In 1383 a group of men were licensed to found a guild in honour of the Holy Trinity and St. Mary in St. Mary’s Church. Among them were nine past and future members of Parliament for Warwick, and they were headed by William Hobkyns. Thomas Beauchamp, the 12th Earl of Warwick, and his brother had sought the licence on their behalf, and it cost the new master and brethren £26 13s. 4d. The guild was empowered to acquire property to the value of £20 a year in order to support three chaplains in the church, but it seems most likely that the founders had wider purposes in mind; It may well be that the Guild of the Holy Trinity and St. Mary was from the first intended to take responsibility for the maintenance of the bridge, which some of its founder-members had already assumed. Certainly, when the Guild of Warwick was surveyed prior to its dissolution, part of its income was being used for the upkeep of the bridge and of the highways ‘thereabout’.

 

On 20th April in the same year, 1383, a second guild was founded by three men of whom nothing else is known; it was to consist of themselves and the burgesses of Warwick and was in honour of St. George the Martyr, under licence from King Richard II.. The licence cost them £53 6s. 8d.; it authorised property worth £10 a year to be acquired to support two chaplains in St. James’s Chapel.

 

St. James Chapel was rebuilt in 1383 by Thomas Beauchamp, the 12th Earl of Warwick – one of the Lords Appellant who opposed Richard II. When Thomas Beauchamp met with the usual fate of men who opposed kings, the chapel was gifted to the Guild of St George.

 

Grave of Thomas Beauchamp in Beauchamp Chapel, St Mary’s Church.

 

 

Between 1392 and 1415 they were amalgamated as the Guild of Holy Trinity and St. George, often known simply as the Guild of Warwick.

### Challenges
(1) According to the passage on the Warwick guilds, what did the licence for the Guild of St. George the Martyr cost?
(2) Transcribe the passage on the Warwick guilds between "On 20th April" and "of St George.", inclusive.
Use only the passage on the Warwick guilds as your source.

### Stored records
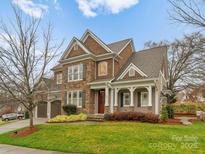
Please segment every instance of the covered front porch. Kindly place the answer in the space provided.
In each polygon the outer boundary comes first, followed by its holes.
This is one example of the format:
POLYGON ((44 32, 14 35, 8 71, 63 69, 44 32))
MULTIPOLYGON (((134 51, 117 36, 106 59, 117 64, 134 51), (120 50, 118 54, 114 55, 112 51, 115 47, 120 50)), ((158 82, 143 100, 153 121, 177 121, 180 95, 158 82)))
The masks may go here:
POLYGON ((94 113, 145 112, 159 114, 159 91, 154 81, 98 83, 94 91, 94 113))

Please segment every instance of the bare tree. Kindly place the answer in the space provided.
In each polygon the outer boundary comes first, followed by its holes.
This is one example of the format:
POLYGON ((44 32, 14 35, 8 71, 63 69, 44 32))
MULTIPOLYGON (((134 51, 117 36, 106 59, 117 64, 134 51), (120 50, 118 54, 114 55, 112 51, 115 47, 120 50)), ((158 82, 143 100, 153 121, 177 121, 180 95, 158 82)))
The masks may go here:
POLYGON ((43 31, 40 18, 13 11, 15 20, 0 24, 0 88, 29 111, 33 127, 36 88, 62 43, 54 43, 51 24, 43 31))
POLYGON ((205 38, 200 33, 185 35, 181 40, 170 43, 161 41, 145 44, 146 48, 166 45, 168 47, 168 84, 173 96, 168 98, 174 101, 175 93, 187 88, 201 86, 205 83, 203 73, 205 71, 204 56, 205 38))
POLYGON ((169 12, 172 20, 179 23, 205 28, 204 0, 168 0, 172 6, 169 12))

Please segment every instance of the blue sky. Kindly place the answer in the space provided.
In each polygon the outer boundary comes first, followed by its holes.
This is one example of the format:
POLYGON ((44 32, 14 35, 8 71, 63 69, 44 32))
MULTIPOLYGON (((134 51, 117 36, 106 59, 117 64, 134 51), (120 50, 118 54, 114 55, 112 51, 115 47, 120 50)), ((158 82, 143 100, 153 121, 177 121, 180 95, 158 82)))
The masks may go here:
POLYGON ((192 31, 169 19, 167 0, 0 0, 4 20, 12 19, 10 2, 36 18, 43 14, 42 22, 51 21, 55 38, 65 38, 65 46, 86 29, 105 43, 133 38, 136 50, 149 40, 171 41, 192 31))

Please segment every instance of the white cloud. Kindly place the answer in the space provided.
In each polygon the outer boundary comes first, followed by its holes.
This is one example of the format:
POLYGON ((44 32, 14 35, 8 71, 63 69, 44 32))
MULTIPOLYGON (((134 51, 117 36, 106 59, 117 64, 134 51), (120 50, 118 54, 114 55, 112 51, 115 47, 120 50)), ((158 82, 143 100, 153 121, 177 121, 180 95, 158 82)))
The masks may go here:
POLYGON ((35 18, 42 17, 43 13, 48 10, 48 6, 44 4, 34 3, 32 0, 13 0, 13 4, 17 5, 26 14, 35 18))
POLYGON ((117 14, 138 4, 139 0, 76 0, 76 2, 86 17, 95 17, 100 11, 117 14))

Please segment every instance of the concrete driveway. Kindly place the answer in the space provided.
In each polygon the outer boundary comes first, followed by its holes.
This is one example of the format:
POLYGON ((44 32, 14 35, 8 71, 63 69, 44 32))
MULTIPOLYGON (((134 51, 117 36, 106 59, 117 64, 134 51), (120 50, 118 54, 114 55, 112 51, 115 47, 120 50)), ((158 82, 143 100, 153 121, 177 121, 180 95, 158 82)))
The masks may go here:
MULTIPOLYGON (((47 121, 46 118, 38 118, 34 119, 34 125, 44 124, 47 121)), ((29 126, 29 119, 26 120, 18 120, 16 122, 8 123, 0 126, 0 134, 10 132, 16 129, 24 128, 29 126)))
---
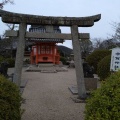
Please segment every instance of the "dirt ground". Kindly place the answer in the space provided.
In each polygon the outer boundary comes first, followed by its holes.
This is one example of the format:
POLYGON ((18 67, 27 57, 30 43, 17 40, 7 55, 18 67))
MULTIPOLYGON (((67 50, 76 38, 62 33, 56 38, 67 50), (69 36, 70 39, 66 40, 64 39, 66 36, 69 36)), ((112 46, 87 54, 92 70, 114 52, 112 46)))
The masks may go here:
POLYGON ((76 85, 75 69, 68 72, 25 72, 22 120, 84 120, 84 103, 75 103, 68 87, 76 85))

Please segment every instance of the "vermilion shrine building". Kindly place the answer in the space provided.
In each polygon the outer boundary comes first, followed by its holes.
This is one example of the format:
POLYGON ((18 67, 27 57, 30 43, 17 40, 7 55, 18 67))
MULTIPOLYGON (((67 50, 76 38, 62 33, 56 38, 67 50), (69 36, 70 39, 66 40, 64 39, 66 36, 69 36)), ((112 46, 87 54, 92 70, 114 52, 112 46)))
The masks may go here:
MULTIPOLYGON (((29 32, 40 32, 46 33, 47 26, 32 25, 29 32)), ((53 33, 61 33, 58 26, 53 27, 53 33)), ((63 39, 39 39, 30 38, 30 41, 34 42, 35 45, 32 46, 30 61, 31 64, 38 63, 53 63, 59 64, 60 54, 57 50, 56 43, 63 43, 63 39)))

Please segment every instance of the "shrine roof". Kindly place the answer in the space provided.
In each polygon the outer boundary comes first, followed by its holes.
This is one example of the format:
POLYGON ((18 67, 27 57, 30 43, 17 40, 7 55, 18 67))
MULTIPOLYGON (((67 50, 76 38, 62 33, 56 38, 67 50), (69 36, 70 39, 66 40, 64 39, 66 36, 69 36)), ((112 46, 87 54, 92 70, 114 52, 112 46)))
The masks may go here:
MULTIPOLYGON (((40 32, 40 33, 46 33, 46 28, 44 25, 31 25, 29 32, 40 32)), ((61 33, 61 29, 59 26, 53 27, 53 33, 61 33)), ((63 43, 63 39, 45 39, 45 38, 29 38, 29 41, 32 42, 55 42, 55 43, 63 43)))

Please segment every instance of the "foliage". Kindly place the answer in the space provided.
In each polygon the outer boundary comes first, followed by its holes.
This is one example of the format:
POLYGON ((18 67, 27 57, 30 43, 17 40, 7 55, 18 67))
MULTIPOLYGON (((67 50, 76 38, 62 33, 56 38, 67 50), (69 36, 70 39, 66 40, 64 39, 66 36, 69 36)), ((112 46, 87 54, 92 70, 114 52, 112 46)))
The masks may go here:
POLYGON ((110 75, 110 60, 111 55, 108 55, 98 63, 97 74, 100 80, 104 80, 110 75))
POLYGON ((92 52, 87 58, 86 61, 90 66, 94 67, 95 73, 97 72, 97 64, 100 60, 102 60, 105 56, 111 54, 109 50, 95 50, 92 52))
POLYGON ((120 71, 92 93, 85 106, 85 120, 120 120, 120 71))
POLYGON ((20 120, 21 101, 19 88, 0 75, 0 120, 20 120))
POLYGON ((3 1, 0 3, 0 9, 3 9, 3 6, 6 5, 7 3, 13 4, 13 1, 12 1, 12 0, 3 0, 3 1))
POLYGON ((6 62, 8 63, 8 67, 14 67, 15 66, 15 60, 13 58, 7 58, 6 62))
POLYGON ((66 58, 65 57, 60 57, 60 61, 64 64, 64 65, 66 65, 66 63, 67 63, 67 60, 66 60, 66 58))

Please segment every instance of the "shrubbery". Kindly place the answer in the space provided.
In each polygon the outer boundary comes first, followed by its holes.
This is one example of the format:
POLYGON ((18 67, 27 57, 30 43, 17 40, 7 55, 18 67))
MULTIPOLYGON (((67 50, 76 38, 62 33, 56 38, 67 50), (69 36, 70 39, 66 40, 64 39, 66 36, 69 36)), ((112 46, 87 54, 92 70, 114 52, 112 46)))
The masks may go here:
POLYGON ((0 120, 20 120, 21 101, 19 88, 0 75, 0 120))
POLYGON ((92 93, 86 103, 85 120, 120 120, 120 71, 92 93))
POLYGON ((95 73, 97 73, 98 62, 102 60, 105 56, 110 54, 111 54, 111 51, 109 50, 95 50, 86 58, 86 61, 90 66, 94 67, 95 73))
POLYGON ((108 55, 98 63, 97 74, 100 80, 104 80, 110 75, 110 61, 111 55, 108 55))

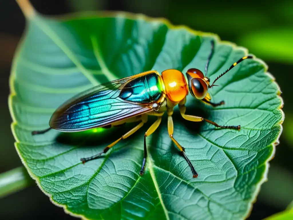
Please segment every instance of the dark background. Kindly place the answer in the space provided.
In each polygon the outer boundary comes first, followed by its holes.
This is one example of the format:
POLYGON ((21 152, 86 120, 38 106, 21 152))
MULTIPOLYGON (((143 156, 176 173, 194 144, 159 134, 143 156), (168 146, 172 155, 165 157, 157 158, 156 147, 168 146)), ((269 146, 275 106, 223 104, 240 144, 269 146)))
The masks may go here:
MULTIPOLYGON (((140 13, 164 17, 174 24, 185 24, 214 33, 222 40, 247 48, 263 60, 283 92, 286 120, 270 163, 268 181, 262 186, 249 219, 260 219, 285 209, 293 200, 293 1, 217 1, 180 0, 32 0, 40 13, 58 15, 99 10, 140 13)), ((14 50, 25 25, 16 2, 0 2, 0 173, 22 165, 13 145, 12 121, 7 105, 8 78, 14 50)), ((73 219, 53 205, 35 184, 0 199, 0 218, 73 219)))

### Per-task answers
(1) £53 6s. 8d.

(2)
On 20th April in the same year, 1383, a second guild was founded by three men of whom nothing else is known; it was to consist of themselves and the burgesses of Warwick and was in honour of St. George the Martyr, under licence from King Richard II.. The licence cost them £53 6s. 8d.; it authorised property worth £10 a year to be acquired to support two chaplains in St. James’s Chapel.

 

St. James Chapel was rebuilt in 1383 by Thomas Beauchamp, the 12th Earl of Warwick – one of the Lords Appellant who opposed Richard II. When Thomas Beauchamp met with the usual fate of men who opposed kings, the chapel was gifted to the Guild of St George.